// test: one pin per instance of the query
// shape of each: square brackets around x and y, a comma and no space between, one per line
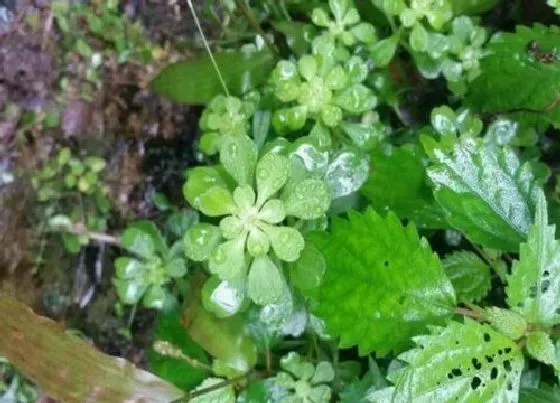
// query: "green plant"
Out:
[355,239]
[74,196]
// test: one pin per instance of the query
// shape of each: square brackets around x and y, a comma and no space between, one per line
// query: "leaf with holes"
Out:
[466,362]
[520,74]
[381,272]
[469,274]
[410,196]
[534,284]
[484,191]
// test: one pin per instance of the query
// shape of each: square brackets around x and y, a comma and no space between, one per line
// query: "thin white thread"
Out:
[214,63]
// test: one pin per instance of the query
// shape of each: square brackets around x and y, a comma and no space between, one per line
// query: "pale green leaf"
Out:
[225,394]
[469,362]
[138,242]
[540,346]
[216,201]
[534,284]
[308,271]
[127,268]
[228,260]
[286,242]
[383,273]
[272,174]
[238,155]
[265,283]
[308,200]
[469,274]
[200,240]
[485,192]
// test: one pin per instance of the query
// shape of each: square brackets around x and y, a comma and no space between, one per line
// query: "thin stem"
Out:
[256,26]
[467,312]
[207,46]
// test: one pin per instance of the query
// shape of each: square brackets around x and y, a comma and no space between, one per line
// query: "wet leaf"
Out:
[196,82]
[70,369]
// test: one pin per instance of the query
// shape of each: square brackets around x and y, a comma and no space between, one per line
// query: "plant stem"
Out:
[256,26]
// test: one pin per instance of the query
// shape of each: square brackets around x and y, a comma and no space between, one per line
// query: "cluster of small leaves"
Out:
[146,276]
[72,188]
[439,41]
[100,23]
[302,234]
[14,387]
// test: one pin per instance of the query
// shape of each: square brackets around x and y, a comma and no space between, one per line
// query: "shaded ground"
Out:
[146,141]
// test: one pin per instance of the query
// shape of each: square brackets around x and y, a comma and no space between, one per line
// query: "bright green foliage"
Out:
[225,394]
[224,116]
[318,88]
[469,275]
[470,362]
[306,382]
[174,369]
[555,4]
[540,346]
[484,191]
[345,24]
[521,73]
[410,196]
[254,241]
[58,183]
[411,290]
[508,323]
[533,287]
[155,265]
[14,387]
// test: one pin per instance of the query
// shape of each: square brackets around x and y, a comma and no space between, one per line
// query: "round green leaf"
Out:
[200,240]
[238,155]
[216,201]
[307,272]
[128,268]
[272,174]
[383,51]
[155,297]
[257,242]
[265,283]
[286,242]
[228,260]
[138,242]
[308,200]
[272,212]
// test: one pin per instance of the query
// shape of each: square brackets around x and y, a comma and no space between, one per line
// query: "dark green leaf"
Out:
[196,82]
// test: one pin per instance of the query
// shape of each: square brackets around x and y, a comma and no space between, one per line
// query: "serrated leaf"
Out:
[410,196]
[196,81]
[540,346]
[469,362]
[485,192]
[469,274]
[383,273]
[516,79]
[534,284]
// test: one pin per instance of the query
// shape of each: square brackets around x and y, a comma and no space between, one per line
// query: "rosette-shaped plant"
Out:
[155,265]
[346,24]
[251,240]
[306,382]
[321,89]
[224,116]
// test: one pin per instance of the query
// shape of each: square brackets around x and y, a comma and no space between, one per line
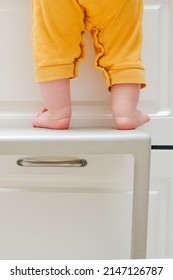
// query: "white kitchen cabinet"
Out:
[83,213]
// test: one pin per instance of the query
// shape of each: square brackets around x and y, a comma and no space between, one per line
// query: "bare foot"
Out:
[131,122]
[51,121]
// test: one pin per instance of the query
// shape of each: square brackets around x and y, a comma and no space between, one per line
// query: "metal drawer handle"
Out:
[28,162]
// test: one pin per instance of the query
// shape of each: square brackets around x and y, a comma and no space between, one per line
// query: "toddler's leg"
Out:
[57,111]
[124,100]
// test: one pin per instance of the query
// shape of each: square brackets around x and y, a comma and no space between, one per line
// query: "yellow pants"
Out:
[116,29]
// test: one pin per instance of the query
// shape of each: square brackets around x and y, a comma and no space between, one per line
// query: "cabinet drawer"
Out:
[45,169]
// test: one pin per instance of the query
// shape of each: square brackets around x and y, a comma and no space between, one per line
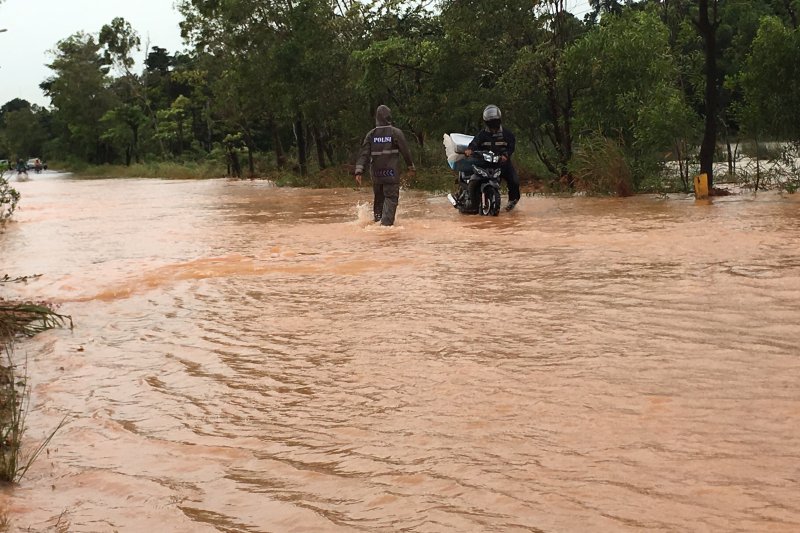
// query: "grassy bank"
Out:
[19,319]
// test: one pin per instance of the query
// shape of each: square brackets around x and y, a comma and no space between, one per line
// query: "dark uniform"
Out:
[381,149]
[501,142]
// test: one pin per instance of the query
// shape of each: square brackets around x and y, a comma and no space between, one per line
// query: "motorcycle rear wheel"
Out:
[490,202]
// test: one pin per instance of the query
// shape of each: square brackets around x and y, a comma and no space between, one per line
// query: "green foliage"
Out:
[9,198]
[628,69]
[299,82]
[600,166]
[770,81]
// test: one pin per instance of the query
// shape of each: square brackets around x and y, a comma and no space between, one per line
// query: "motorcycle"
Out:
[478,189]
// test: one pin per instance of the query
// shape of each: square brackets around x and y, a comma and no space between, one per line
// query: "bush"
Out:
[9,198]
[600,166]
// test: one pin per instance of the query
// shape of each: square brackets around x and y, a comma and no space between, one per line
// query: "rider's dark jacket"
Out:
[501,142]
[382,147]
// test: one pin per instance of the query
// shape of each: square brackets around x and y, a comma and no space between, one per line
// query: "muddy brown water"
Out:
[257,359]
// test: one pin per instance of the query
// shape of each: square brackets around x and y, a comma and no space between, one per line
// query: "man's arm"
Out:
[363,156]
[405,151]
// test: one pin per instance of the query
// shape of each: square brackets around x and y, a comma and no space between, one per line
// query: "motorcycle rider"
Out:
[382,148]
[501,141]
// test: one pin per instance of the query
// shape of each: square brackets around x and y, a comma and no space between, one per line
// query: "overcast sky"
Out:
[35,26]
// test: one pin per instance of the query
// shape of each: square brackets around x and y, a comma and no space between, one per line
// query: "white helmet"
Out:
[491,112]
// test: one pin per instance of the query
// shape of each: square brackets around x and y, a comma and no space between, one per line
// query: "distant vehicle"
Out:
[36,164]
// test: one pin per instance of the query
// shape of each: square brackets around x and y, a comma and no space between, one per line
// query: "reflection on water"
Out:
[250,358]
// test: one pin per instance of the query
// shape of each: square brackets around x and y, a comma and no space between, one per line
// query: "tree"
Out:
[707,23]
[770,79]
[80,96]
[632,94]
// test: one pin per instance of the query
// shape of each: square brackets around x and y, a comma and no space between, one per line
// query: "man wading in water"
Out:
[381,149]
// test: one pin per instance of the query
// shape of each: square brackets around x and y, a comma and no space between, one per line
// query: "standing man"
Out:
[381,149]
[501,141]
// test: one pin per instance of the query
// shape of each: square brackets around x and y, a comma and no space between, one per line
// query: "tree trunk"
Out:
[300,137]
[280,156]
[707,27]
[319,142]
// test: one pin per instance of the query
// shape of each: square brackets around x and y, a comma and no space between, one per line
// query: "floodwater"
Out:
[248,358]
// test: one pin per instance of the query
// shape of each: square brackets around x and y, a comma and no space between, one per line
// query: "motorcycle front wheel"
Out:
[490,202]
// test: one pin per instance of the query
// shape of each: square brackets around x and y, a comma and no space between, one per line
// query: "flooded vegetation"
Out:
[253,358]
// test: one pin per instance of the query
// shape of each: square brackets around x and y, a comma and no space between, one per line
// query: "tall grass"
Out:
[27,319]
[14,404]
[601,167]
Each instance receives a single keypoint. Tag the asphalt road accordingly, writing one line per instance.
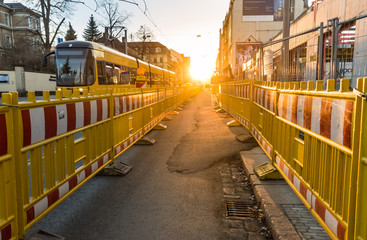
(173, 192)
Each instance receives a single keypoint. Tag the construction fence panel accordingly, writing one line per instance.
(8, 211)
(315, 138)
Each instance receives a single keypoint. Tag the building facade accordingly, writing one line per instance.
(247, 25)
(19, 31)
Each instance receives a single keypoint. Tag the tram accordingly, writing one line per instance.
(88, 65)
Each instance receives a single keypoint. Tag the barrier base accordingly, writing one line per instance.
(42, 234)
(173, 113)
(160, 126)
(116, 169)
(145, 141)
(267, 171)
(166, 118)
(233, 123)
(246, 138)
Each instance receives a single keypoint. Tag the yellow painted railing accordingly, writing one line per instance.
(316, 138)
(51, 147)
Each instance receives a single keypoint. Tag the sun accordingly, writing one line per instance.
(200, 71)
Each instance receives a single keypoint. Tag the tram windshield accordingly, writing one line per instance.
(75, 67)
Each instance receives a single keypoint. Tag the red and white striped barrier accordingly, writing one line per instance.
(243, 91)
(239, 118)
(3, 136)
(329, 219)
(5, 233)
(42, 123)
(268, 149)
(128, 142)
(150, 98)
(265, 98)
(125, 104)
(320, 115)
(43, 204)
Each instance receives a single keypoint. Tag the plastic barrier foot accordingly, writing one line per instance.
(160, 126)
(233, 123)
(173, 113)
(166, 118)
(267, 171)
(246, 138)
(116, 169)
(145, 141)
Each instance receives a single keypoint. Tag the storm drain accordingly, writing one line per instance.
(239, 210)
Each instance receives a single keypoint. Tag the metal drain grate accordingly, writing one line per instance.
(239, 210)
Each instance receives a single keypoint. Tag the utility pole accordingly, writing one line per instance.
(285, 47)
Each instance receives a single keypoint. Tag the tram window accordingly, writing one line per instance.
(101, 72)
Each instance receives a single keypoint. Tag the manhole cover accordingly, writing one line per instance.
(239, 210)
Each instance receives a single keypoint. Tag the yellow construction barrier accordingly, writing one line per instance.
(315, 139)
(61, 143)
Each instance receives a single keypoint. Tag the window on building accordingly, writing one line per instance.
(30, 22)
(6, 19)
(37, 21)
(8, 41)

:::::

#### WORK TASK:
Search the entries for "green" and copy out each line that has it.

#### EXERCISE OUTPUT:
// query: "green plant"
// query: "pale green leaf"
// query: "bright green foliage"
// query: "round green leaf"
// query: "dark green leaf"
// query: "green foliage"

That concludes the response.